**ABOUT THIS EXERCISE**
Check each line of the data for "gets" and select those that have it.

***

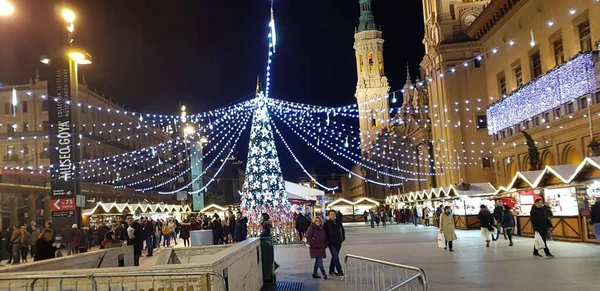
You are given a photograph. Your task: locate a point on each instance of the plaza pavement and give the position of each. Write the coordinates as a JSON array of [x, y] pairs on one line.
[[471, 266]]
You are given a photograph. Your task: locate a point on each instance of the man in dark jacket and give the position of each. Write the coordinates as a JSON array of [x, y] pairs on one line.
[[335, 236], [595, 217], [539, 222], [486, 221], [149, 232], [241, 227], [498, 213], [136, 237], [302, 225]]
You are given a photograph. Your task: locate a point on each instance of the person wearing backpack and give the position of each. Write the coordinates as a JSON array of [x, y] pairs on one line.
[[15, 243], [166, 235], [25, 242]]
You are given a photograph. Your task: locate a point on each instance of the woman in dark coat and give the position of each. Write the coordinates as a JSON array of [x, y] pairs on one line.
[[217, 227], [316, 238], [185, 233], [45, 248], [508, 223]]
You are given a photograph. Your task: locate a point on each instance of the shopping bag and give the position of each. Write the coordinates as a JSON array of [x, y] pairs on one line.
[[538, 242], [441, 241]]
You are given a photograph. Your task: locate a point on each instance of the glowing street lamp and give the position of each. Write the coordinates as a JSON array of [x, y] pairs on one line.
[[6, 8], [68, 15], [80, 57]]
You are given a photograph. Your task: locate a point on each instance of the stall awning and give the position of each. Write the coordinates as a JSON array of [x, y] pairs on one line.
[[299, 192], [105, 208]]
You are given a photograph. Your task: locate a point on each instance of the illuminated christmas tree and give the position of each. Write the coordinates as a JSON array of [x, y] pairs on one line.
[[264, 188]]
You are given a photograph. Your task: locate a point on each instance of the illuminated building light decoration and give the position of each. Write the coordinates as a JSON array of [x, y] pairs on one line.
[[355, 161], [333, 140], [564, 83], [300, 164]]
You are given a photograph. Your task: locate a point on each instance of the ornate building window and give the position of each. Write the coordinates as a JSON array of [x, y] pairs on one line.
[[361, 63], [585, 37], [559, 55]]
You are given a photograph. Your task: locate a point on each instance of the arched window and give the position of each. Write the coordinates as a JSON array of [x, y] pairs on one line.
[[361, 63], [373, 119]]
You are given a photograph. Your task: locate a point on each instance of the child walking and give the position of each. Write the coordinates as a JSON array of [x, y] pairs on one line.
[[316, 238]]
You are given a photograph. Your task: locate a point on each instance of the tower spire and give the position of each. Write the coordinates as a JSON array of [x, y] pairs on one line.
[[367, 20], [257, 84]]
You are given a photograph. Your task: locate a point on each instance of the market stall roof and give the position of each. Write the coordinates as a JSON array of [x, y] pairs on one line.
[[524, 179], [297, 191], [475, 189], [105, 208]]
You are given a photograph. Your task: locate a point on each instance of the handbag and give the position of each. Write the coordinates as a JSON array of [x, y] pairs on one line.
[[538, 242], [441, 241]]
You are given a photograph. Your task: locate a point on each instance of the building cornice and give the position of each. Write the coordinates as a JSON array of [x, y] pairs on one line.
[[493, 17]]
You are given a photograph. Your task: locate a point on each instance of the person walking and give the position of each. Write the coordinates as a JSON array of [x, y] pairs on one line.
[[25, 242], [301, 225], [498, 212], [67, 238], [45, 246], [426, 214], [316, 238], [231, 222], [15, 243], [35, 234], [136, 238], [241, 227], [149, 232], [157, 233], [415, 214], [508, 223], [486, 221], [185, 233], [76, 239], [447, 227], [335, 237], [549, 214], [166, 231], [217, 227], [539, 222], [595, 217]]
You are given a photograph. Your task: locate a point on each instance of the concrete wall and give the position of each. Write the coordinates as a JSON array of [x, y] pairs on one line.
[[106, 258], [240, 265]]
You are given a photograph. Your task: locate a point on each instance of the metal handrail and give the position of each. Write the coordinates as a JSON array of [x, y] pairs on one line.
[[94, 283], [421, 272], [405, 282]]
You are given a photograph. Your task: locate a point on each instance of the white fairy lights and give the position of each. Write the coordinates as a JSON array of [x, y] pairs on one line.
[[564, 83]]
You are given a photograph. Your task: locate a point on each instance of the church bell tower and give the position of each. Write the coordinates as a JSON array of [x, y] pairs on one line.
[[372, 88]]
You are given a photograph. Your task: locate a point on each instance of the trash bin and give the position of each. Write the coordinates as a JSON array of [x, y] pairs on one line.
[[268, 259], [201, 238]]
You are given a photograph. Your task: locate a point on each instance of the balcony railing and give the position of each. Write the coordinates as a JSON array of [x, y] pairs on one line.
[[11, 158]]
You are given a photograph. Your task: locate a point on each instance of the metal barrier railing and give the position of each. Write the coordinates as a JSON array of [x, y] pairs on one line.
[[364, 274], [188, 281]]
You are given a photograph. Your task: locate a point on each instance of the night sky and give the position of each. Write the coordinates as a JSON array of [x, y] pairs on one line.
[[151, 54]]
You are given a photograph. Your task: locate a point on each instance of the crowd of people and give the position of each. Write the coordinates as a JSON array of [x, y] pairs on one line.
[[322, 235]]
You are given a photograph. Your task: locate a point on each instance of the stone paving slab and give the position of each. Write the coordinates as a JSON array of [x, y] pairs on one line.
[[471, 267]]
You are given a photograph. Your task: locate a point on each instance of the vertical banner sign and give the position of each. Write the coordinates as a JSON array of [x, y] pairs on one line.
[[196, 165], [62, 147]]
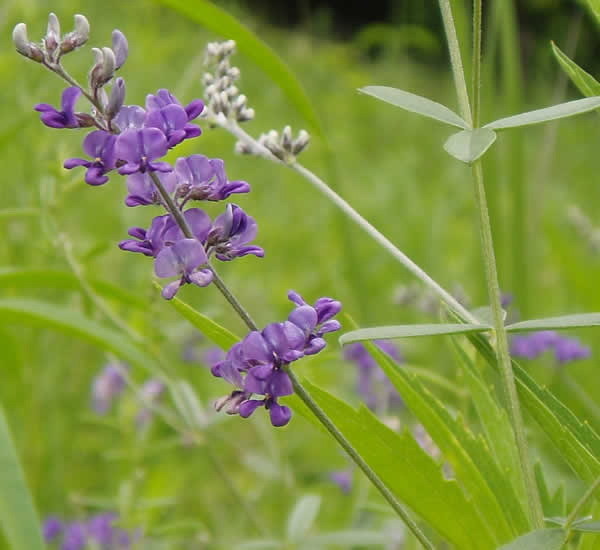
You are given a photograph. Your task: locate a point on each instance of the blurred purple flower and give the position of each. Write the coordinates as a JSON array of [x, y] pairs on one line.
[[107, 385], [100, 146], [66, 118], [343, 479], [533, 345], [369, 372]]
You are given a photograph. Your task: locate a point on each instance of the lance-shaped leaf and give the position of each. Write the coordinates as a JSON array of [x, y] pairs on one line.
[[415, 104], [469, 145], [564, 322], [542, 539], [18, 517], [562, 110], [409, 331], [586, 83]]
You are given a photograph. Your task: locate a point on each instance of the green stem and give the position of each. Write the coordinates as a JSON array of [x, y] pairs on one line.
[[367, 227], [576, 511], [185, 228], [357, 458], [491, 272]]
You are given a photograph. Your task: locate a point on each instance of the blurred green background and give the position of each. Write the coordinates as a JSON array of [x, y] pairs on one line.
[[387, 163]]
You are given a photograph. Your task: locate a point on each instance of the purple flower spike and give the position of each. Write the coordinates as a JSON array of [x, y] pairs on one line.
[[75, 537], [142, 190], [107, 385], [570, 349], [182, 259], [230, 233], [99, 145], [201, 178], [52, 528], [139, 148], [65, 118]]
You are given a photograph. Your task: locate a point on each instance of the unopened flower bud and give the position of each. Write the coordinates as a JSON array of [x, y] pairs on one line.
[[116, 99], [77, 37], [301, 142], [120, 48], [104, 67], [52, 38], [23, 46]]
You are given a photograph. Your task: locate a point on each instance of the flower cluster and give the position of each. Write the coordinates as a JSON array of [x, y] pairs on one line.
[[131, 140], [370, 375], [535, 344], [99, 531], [110, 383], [257, 365]]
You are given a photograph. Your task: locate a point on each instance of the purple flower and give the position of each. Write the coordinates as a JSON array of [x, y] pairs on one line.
[[343, 479], [143, 191], [181, 260], [164, 231], [230, 234], [74, 537], [66, 118], [99, 145], [533, 345], [52, 528], [257, 365], [570, 349], [201, 178], [139, 148], [369, 372], [107, 385]]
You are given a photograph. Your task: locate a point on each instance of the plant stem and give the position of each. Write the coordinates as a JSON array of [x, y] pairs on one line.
[[458, 70], [186, 230], [355, 456], [581, 503], [367, 227]]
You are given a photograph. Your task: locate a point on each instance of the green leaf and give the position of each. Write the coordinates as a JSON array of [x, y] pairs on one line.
[[577, 442], [302, 517], [213, 331], [348, 539], [52, 278], [491, 488], [469, 145], [555, 112], [586, 527], [584, 81], [18, 517], [578, 320], [415, 104], [494, 420], [58, 317], [542, 539], [218, 20], [408, 331], [410, 473]]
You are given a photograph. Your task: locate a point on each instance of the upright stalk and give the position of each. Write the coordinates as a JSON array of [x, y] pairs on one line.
[[491, 273]]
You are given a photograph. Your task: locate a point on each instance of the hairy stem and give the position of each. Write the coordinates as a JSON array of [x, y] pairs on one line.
[[352, 214]]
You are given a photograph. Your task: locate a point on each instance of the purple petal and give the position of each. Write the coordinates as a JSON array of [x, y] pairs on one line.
[[248, 407], [181, 258], [280, 415]]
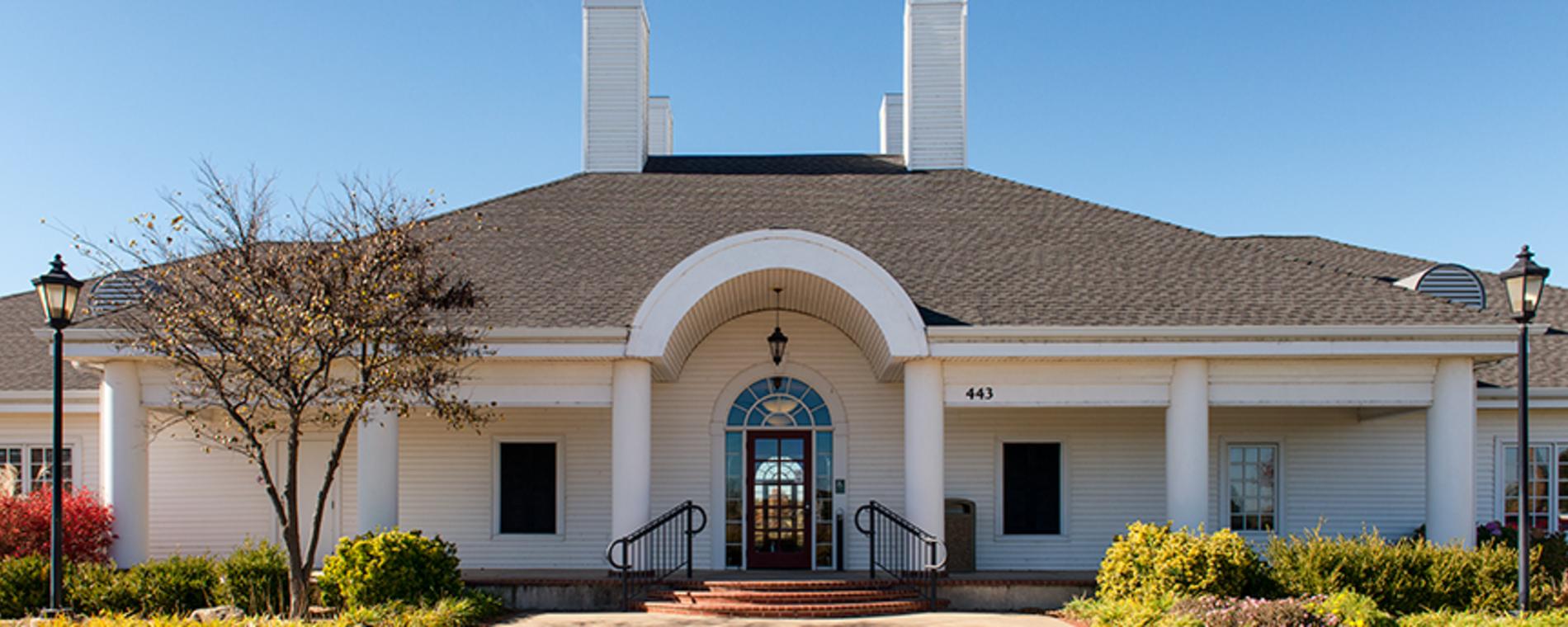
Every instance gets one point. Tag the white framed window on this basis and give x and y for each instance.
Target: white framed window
(1252, 486)
(1548, 499)
(24, 468)
(1031, 488)
(531, 488)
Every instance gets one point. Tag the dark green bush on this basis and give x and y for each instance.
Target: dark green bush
(172, 587)
(391, 566)
(1402, 578)
(99, 590)
(24, 585)
(256, 579)
(1155, 560)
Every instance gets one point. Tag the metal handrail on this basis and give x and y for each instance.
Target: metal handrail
(900, 549)
(658, 549)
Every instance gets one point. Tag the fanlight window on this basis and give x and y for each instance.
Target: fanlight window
(780, 402)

***

**ANSWER AREA**
Every instance gets one point. Tag the white framed window on this basis and give x and y for each instance.
Every instance gets one point. Tag the dark green bush on this basis and give x and y for each instance.
Every instance gets one point. Tag the metal handrail on this basis and give x and y for each instance.
Every instance gets one point. Tag the fanlight window on this basis and give x and y for each instance.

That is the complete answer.